Problem to solve. Word for word, transcribe every line below.

(Saved entries)
--------------------------------

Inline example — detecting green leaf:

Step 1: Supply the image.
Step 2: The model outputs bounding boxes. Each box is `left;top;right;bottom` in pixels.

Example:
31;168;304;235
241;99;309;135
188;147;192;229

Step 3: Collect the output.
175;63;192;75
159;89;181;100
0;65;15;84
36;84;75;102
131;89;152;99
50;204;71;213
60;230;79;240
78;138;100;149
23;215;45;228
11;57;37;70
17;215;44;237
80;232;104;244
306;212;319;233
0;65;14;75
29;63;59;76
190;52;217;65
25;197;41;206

--------------------------------

Result below.
Inline example — detecting green leaf:

Step 1: Supply the image.
Step 2: The model outputs bounding boxes. Each box is `left;top;right;bottom` in pixels.

Example:
31;168;304;235
241;99;309;135
188;147;192;229

Step 3: Collect the output.
175;63;192;75
159;89;181;100
0;65;15;84
36;84;75;102
131;89;152;99
50;204;71;213
60;230;79;240
78;138;100;149
23;215;45;228
11;57;37;70
17;215;44;237
80;232;104;244
306;212;319;233
0;65;14;75
29;63;59;76
190;52;217;65
25;197;41;206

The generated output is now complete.